● **WORK INSTRUCTION**
What is needed is a word-for-word transcription of every record below.

________________________

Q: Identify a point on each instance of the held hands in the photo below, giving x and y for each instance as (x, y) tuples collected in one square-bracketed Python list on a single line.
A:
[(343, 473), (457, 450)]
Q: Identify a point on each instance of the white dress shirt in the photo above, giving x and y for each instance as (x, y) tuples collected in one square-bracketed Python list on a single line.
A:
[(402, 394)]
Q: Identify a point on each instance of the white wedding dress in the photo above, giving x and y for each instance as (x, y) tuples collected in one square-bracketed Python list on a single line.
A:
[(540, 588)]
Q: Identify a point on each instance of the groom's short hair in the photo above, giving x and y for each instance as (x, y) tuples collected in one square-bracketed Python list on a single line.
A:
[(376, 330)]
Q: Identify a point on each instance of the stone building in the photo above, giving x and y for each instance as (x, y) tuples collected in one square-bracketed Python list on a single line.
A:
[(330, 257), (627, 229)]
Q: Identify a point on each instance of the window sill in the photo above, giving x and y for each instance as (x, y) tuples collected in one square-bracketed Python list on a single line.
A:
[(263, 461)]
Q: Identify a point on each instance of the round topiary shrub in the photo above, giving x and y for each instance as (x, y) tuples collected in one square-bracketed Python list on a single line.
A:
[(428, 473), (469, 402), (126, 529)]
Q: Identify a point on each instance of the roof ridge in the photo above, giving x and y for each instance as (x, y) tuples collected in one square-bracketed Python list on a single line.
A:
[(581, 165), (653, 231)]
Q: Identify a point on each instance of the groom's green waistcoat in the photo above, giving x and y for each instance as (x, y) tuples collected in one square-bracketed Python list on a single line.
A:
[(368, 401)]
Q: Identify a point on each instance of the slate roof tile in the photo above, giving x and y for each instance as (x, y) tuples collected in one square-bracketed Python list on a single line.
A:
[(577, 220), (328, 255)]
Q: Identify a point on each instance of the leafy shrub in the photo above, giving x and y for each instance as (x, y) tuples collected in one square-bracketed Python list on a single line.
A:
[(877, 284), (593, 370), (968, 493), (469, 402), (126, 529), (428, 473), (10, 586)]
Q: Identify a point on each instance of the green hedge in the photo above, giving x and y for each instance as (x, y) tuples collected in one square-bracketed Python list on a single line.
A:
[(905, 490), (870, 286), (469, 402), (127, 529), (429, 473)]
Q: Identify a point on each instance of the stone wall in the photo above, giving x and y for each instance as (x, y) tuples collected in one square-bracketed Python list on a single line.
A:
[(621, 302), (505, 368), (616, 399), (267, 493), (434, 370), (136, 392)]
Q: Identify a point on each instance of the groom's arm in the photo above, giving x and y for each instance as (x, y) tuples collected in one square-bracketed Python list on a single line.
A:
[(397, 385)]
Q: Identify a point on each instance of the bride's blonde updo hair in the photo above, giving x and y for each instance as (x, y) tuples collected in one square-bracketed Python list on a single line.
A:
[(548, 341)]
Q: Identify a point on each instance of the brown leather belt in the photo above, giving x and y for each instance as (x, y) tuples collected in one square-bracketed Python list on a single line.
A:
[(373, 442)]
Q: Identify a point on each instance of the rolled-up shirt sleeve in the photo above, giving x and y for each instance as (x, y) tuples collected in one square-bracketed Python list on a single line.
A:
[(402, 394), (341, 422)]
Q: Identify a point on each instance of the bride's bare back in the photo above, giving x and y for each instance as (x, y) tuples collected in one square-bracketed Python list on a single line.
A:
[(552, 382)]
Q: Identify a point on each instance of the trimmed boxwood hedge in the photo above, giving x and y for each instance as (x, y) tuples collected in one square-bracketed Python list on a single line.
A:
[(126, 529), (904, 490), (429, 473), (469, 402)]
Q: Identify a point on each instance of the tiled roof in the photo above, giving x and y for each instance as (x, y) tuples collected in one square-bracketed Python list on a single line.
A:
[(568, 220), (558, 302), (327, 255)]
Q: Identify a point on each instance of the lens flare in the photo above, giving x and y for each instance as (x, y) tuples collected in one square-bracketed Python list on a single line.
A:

________________________

● **TASK ANSWER**
Q: Identify a point on each instance of the held hands in the photo below, giving x and y for each instance as (x, y) tuples collected in one square-bracketed Python list on a single line.
A:
[(343, 473), (457, 450)]
Q: Identify a point on each instance of the white dress shirt in the photo above, giving x and y for each instance as (x, y) tuples collected in one square-bracketed Python list on a single line.
A:
[(402, 394)]
Q: Identify a point on each instance of the white wedding dress in the photo above, giving x and y for each instance as (x, y) tuples collected in one square-bracketed Python list on a single line.
A:
[(540, 588)]
Q: Identify a point on each instance of the groom's short hair in the photo above, giving x and y for each instance as (x, y) tuples collected in one square-bracketed Python list on a single line.
A:
[(376, 330)]
Q: Identify a point on each instance of the stone building in the photo above, giving x and y for each instance as (x, y) tuples collected in one square-bracketed Python list on a single line.
A:
[(330, 257), (627, 229)]
Q: Identify a point on each instance of the window sill in the photo above, giving x and y for each instance as (x, y) tuples collected in one square-bracketed Python list on a single line.
A:
[(263, 461)]
Q: Identify a point on each instance of the round topiary shrub in the photo above, giving x and y for each instance as (x, y) tuples collected in one square-bracketed Python list on a single line.
A:
[(428, 473), (469, 402), (126, 529)]
Q: Identify a point on each instance of the roof ridge in the photo above, giving x and y for each instance as (x, y) tuples collected in one square-bracketed Python list on a single line.
A:
[(581, 165), (653, 231)]
Q: Identify a point on each instance of the groom's green waistcoat in the photo above, giving x and y for each instance as (x, y) tuples collected in one square-bracketed Python list on a single line.
A:
[(368, 401)]
Q: Identify a point on each instance of the slate roof tile in the photo above, giving x and y for each instance as (x, y) tuples collected in one square-bracketed Python list on a single line.
A:
[(577, 220), (328, 255)]
Q: Identify a point on each instance of the leafy shrub in the photo above, giving x and y for each instance as (x, y) tuples collected in one square-bracketed Python list on a single line.
A:
[(877, 284), (593, 370), (968, 493), (469, 402), (126, 529), (428, 473), (10, 586)]
Q: Identify a point on each instance of the green hedge in the photo above, giving x and y for each instance as (x, y) tuples collected in one square-bracketed Python list on a single line.
A:
[(905, 490), (870, 286), (469, 402), (127, 529), (429, 473)]
Q: Identify a point on each instance of the stone wall in the photo above, giving x and y for each instance as (x, y) tuples collected in one square-bracketed Python list on a single line.
A:
[(621, 302), (505, 368), (616, 399), (267, 493), (434, 370), (136, 392)]
Q: Identify a point on each instance of the groom's arm in the photo above, giving x and y for each instance as (x, y) tuples collected in one square-bracketed Python list on a single line.
A:
[(397, 385)]
Q: Identify a point on each instance of the bride's blonde updo hair in the photo above, giving x and y for each instance as (x, y) tuples collected in one square-bracketed Python list on a single line.
A:
[(548, 341)]
Q: Identify a point on each instance of the brown leather belt in the photo above, giving x and y for each instance as (x, y) tuples collected in one square-bracketed Python list on a single line.
A:
[(373, 442)]
Q: Identify a point on each instance of the rolled-up shirt sleeve in the photo above, giving x and y for each instance as (x, y) tuples collected in one square-bracketed Python list on a single line.
A:
[(402, 394), (341, 422)]
Q: Identify a point on each instance of the bride's bare back in the photo above, giving x and y for each instance as (x, y) tuples collected in one square-bracketed Python list on a single line.
A:
[(552, 382)]
Q: Identify a point on each instance of the trimmed boxwood hedge in the photo above, giving x and y for each instance as (x, y) tuples collected in one square-bracketed Python list on a single line.
A:
[(126, 529), (904, 490), (429, 473), (469, 402)]
Q: Identify a point on each instance of the tiled roof in the photo above, giving x and y for each instance as (x, y) tuples collected in one square-bracketed Python list on a single line.
A:
[(568, 220), (558, 302), (327, 255)]
Q: Identify a point on each instance of the lens flare in the photo above, giving x and y for each instance as (x, y) tuples collected in one square-bracketed Python list on a single line.
A:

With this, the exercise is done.